(Records from a data source)
-=-=-
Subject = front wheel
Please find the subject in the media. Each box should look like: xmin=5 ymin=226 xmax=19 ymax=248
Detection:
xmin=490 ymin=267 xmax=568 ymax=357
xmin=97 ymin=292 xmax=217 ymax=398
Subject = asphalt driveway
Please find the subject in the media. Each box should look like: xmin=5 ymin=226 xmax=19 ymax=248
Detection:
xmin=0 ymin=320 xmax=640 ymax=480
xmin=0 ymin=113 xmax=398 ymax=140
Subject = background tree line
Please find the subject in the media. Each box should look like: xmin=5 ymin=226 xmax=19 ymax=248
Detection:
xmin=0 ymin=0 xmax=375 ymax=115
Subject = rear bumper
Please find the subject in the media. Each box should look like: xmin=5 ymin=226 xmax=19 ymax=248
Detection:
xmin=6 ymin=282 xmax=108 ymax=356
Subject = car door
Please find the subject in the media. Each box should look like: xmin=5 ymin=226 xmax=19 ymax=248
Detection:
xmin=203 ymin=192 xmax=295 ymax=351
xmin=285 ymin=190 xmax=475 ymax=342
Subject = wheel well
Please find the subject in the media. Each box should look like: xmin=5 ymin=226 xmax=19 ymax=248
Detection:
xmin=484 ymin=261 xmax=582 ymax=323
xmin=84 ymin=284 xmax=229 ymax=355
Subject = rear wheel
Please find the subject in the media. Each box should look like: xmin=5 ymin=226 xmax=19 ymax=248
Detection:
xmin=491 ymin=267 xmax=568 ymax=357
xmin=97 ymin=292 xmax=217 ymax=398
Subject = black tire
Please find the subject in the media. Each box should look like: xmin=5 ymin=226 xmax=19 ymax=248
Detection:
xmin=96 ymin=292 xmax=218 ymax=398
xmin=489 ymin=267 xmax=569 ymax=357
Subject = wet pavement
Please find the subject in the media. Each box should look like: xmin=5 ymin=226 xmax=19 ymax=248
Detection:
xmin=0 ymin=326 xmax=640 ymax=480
-=-=-
▶ _BRIEF_: Print every line of the material above without any change.

▶ _EXERCISE RESPONSE_:
Subject = front wheel
Please find the subject in the media. Each box should look like: xmin=5 ymin=226 xmax=19 ymax=248
Detection:
xmin=490 ymin=267 xmax=568 ymax=357
xmin=97 ymin=292 xmax=217 ymax=398
Subject = asphalt driveway
Please find the subject in the media. Each box should look like: xmin=5 ymin=226 xmax=19 ymax=248
Detection:
xmin=0 ymin=320 xmax=640 ymax=480
xmin=0 ymin=113 xmax=398 ymax=140
Subject = background tree line
Please find the subject in the media. Each box should look like: xmin=5 ymin=226 xmax=19 ymax=248
Detection:
xmin=0 ymin=0 xmax=375 ymax=115
Subject = rear bumper
Please find the subject in the media. Each box should look like: xmin=5 ymin=226 xmax=19 ymax=248
Detection:
xmin=6 ymin=282 xmax=108 ymax=356
Subject = car door
Please find the subject in the media. Each box should look like: xmin=5 ymin=226 xmax=19 ymax=248
Detection:
xmin=203 ymin=192 xmax=295 ymax=351
xmin=285 ymin=190 xmax=475 ymax=342
Subject = wheel well
Please find the subject in the media. Each box should look like: xmin=5 ymin=226 xmax=19 ymax=248
Detection:
xmin=484 ymin=261 xmax=582 ymax=323
xmin=84 ymin=284 xmax=229 ymax=355
Subject = rear wheel
Please find the subject in the media. Each box should look like: xmin=5 ymin=226 xmax=19 ymax=248
Detection:
xmin=491 ymin=267 xmax=568 ymax=357
xmin=97 ymin=292 xmax=217 ymax=398
Subject = black tire
Please find the subject in the media. Each box should look like: xmin=5 ymin=226 xmax=19 ymax=248
Detection:
xmin=96 ymin=292 xmax=218 ymax=398
xmin=489 ymin=267 xmax=569 ymax=357
Subject = wet pavement
Please find the subject in the media. Each box should look like: xmin=5 ymin=226 xmax=19 ymax=248
Detection:
xmin=0 ymin=326 xmax=640 ymax=480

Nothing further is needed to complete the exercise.